**GIVEN TEXT**.
----------------

Gonzo journalist Hunter S. Thompson shot himself to death last night. My thoughts upon reading the news this morning, in order:
  1. Yeah, seems like something he'd do.
  2. I'm surprised he didn't do it sooner, come to think of it.
  3. I'll bet he did it last night just to upstage Sandra Dee. That seems like something he'd do too.

Friday, February 18, 2005

Endless Summary: Vol. 5 – Shut Down, Vol. 2

One-sentence capsule summaries of Beach Boys songs, album by album.
  1. "Fun Fun Fun": A girl borrows her father's Ford Thunderbird under false pretenses, and he repossesses it upon uncovering her deception, but Mike would be pleased to give her a ride in his car.
  2. "Don't Worry Baby": Brian, whose boasting about his car has resulted in his being challenged to a race, is worried that he's gotten in over his head, but his girlfriend assures him that things will turn out okay.
  3. "In the Parkin' Lot": Mike and his girlfriend always show up early for school to make out in his car.
  4. "'Cassius' Love vs. 'Sonny' Wilson": Bickering in lieu of singing, Brian makes fun of Mike's nasal voice while Mike claims Brian sounds like Mickey Mouse.
  5. "The Warmth of the Sun": Brian is sad because his girlfriend broke up with him.
  6. "This Car of Mine": Dennis has an old car that he's fixed up nicely, and he's pretty fond of it.
  7. "Why Do Fools Fall in Love?": Brian covers the hit by Frankie Lymon and the Teenagers.
  8. "Pom-Pom Play Girl": Carl says the head cheerleader uses her looks to enhance her social standing.
  9. "Keep an Eye on Summer": Brian longs for his freshman year of college to be over so he can see his high-school sweetheart during summer vacation.
  10. "Shut Down, Part II": The boys play an instrumental, with Mike on saxophone.
  11. "Louie Louie": Mike carefully enunciates the unintelligible Kingsmen hit.
  12. "Denny's Drums": Dennis plays a drum solo.

Game over! Game on! Free Stanley!

After a long, wasting illness, the patient has expired: The 2005 NHL season has finally been officially cancelled. For the first time since 1919, when the championship series was halted due to a worldwide influenza pandemic, the Stanley Cup will not be awarded. Or will it? Recent reports indicate that the season may be uncancelled tomorrow. Maybe the Cup will be awarded this year, after all.

----------------

**RECORDED INFORMATION**.
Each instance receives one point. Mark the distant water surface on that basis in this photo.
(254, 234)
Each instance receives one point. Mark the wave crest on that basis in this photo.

----------------

**COMPLETE THE FOLLOWING**.
[1] According to the blog text, in what year was the NHL championship series halted, and what caused it?
[2] Write the next few sentences of the blog text, picking up after its final line about the Stanley Cup.

**EXERCISE RESULTS**.
[1] In 1919, because of a worldwide influenza pandemic.

[2]
If the Free Stanley movement has anything to say about it, it definitely will. And not necessarily to an NHL team, either, if that league can't get its act together.

The Edmonton-based movement's point -- and it's a compelling one -- is that Lord Stanley originally awarded his cup to the Dominion of Canada in 1892 under the condition that the team holding the cup defend it against any challenge made by the champion of any league playing in Canada. For the first few decades of its existence, it was battled over by a diverse assortment of amateur, collegiate, and professional teams, including challengers such as Queen's University, the Rat Portage Thistles, the Dawson City Nuggets, and the Toronto Trolley Leaguers.

By 1947, the cup's trustees ceded control of it to the NHL under the conditions that the league maintain its status as having the highest standard of play in the world and that a challenge for the cup be made every year. Now the NHL isn't holding up its end of the deal, so in theory, the deal is off.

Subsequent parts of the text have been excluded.